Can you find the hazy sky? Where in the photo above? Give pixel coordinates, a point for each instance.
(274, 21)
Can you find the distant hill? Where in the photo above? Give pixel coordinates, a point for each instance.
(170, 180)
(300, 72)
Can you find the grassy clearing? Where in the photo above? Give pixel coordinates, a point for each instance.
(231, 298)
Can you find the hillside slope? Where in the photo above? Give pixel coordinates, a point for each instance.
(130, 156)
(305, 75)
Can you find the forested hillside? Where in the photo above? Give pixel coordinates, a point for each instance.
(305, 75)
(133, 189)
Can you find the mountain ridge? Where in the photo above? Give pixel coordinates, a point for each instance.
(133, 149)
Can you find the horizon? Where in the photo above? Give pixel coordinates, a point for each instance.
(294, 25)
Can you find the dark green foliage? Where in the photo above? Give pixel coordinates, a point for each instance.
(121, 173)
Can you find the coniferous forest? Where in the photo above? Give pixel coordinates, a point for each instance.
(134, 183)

◆ ◆ ◆ ◆ ◆ ◆ ◆

▸ **Your goal**
Each line from the one with "Can you find the horizon?" through the last line of the records must be written out word for word. Include nothing else.

▸ **Your solution**
Can you find the horizon? Where in the photo above? Give pixel coordinates, a point for each instance.
(294, 25)
Can you find the dark green foliage? Where in the photo above? Give pixel coordinates, a point for each instance.
(121, 173)
Can you find the coniferous forest? Where in the photo above? Give pixel coordinates, a point for each instance.
(134, 183)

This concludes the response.